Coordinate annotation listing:
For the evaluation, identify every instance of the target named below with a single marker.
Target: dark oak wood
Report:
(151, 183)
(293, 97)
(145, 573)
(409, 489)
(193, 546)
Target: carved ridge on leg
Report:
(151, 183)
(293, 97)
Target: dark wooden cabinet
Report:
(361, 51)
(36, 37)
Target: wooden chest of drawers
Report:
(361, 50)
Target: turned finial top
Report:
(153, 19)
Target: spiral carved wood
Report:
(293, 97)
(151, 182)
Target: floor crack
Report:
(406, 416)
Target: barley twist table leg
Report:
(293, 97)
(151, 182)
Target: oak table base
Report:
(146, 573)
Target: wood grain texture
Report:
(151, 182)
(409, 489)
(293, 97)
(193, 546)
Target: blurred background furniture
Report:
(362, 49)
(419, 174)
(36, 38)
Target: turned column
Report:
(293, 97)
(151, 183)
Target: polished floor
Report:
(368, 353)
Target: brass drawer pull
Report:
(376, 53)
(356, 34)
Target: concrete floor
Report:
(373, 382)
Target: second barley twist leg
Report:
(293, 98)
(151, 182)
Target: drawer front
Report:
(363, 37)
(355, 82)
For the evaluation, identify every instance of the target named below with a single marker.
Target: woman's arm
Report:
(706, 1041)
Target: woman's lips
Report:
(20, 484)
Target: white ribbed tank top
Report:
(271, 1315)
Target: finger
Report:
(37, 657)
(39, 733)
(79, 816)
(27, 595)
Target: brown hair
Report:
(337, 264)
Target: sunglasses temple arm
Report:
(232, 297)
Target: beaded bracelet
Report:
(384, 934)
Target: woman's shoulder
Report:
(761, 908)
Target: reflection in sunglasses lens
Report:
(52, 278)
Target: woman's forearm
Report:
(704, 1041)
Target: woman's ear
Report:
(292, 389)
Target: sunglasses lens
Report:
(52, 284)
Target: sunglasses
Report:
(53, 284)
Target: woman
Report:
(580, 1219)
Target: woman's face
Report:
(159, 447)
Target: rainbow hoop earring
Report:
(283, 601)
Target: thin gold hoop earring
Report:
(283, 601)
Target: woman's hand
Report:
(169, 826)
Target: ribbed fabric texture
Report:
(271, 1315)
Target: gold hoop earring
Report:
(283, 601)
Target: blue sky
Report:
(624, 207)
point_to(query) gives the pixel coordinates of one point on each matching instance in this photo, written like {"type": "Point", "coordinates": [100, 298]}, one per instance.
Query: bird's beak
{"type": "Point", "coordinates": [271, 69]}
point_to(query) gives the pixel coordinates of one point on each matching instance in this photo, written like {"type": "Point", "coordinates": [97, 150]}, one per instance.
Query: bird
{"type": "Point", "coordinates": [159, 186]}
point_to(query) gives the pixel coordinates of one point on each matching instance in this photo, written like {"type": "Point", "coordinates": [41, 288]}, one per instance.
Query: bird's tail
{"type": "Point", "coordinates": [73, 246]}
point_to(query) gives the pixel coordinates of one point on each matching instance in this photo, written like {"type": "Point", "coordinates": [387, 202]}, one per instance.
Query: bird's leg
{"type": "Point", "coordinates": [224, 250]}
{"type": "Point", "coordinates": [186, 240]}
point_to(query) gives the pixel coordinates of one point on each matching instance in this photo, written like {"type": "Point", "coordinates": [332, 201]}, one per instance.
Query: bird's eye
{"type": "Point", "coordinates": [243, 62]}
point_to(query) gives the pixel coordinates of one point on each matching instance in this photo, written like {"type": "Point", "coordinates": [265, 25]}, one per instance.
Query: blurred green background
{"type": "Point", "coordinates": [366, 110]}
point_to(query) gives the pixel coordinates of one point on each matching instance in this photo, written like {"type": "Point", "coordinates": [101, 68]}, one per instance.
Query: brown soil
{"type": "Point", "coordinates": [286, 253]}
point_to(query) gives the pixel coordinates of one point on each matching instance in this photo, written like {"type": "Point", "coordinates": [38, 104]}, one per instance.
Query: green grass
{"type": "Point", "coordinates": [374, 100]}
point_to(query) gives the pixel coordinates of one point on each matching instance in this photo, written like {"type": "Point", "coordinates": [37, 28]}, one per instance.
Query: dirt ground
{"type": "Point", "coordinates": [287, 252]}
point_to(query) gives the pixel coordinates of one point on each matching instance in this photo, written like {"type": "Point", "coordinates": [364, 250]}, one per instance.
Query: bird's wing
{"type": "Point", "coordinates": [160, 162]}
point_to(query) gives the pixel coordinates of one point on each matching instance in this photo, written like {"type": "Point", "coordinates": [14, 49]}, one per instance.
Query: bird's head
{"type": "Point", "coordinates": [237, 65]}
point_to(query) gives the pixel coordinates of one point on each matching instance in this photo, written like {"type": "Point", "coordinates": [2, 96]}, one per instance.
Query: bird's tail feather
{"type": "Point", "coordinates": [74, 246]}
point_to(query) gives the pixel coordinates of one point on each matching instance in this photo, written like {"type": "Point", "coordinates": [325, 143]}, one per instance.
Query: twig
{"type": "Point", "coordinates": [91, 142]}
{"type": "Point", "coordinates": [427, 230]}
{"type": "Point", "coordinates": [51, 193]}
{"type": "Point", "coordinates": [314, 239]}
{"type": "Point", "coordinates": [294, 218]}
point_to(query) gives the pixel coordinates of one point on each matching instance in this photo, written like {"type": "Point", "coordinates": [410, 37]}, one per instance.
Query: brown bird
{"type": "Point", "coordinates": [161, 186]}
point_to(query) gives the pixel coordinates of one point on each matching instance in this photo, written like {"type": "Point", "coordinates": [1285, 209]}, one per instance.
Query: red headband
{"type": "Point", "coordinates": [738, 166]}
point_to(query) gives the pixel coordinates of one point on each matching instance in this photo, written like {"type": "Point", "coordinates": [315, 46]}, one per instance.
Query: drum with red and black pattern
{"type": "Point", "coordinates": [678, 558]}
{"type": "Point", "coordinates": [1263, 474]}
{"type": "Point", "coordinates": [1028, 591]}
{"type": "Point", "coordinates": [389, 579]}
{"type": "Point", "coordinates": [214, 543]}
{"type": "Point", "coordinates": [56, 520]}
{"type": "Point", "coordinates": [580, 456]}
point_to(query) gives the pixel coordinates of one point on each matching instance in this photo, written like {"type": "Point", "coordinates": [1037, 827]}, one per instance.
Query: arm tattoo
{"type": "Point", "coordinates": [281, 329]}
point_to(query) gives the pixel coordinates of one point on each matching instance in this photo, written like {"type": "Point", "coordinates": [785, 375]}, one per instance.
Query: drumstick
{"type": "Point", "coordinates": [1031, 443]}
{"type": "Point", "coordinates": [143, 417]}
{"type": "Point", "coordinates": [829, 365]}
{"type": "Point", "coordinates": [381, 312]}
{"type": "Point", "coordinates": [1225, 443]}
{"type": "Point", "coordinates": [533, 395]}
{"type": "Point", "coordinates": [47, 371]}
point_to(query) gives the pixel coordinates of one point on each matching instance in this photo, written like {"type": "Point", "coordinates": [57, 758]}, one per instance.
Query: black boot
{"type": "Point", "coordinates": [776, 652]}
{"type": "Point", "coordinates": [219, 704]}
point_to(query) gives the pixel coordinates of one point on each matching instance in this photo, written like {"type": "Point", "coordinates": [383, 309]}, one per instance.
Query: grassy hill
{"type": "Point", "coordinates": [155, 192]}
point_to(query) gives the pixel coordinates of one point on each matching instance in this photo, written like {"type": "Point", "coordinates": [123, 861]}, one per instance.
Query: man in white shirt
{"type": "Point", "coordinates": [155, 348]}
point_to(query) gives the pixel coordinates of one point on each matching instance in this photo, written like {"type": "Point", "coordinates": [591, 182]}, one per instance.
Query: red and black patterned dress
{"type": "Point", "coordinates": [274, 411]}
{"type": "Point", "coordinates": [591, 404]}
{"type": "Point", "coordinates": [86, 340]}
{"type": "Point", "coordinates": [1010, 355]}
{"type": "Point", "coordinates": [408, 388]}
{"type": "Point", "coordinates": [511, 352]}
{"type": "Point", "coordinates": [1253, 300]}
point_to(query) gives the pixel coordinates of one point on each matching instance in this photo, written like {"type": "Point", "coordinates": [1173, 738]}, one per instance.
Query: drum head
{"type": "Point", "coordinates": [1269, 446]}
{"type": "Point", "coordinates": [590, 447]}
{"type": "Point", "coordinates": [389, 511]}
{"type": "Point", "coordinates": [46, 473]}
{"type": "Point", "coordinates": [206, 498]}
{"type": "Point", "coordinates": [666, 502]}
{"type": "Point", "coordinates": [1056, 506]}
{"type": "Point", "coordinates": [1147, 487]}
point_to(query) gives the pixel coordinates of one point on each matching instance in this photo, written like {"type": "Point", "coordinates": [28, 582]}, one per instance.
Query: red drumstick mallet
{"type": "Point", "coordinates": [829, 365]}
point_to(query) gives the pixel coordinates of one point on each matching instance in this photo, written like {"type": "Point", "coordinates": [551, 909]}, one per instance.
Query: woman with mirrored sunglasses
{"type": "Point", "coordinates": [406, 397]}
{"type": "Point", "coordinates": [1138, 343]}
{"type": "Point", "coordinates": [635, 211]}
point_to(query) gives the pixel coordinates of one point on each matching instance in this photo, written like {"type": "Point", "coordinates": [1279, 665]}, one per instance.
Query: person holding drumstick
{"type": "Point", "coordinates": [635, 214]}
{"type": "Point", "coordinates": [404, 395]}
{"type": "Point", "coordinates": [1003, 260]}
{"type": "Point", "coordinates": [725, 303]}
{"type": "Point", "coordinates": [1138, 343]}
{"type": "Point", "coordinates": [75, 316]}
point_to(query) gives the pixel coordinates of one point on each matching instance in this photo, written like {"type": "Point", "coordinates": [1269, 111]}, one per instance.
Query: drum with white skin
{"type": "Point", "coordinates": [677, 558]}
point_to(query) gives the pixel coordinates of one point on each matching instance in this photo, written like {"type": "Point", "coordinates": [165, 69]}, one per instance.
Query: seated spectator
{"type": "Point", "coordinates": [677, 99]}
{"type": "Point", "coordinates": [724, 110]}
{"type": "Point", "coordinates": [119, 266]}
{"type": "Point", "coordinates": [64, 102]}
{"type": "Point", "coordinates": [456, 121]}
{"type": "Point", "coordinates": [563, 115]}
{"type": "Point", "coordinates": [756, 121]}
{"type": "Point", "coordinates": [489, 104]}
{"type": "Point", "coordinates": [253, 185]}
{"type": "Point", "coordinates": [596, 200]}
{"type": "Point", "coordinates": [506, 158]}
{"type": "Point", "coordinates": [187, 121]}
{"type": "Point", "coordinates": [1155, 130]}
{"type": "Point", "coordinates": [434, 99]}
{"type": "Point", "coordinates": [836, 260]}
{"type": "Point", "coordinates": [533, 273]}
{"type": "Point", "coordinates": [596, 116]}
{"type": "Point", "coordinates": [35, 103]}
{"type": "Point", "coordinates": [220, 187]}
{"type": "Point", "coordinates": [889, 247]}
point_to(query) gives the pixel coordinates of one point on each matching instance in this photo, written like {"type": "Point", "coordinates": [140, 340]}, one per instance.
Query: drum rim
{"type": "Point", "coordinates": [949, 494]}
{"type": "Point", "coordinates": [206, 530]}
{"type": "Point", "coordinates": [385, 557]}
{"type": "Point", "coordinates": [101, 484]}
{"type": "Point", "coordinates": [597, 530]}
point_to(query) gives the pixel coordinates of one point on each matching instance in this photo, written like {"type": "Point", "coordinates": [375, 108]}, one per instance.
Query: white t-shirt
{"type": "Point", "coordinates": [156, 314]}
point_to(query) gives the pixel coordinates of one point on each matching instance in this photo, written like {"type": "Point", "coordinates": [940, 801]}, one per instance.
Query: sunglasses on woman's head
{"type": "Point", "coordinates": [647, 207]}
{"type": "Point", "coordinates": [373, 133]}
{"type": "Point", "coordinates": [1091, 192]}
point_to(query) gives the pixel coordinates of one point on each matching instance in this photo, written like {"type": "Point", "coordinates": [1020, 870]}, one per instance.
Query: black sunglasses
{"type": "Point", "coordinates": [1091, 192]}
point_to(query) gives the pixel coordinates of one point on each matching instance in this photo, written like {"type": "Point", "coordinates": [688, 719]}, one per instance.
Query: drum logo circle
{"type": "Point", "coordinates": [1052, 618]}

• **Task**
Pull out each line of the listing above that contains the string "gold", treating uppercase and lowercase as different.

• **Solution**
Target: thin gold hoop earring
Target: gold hoop earring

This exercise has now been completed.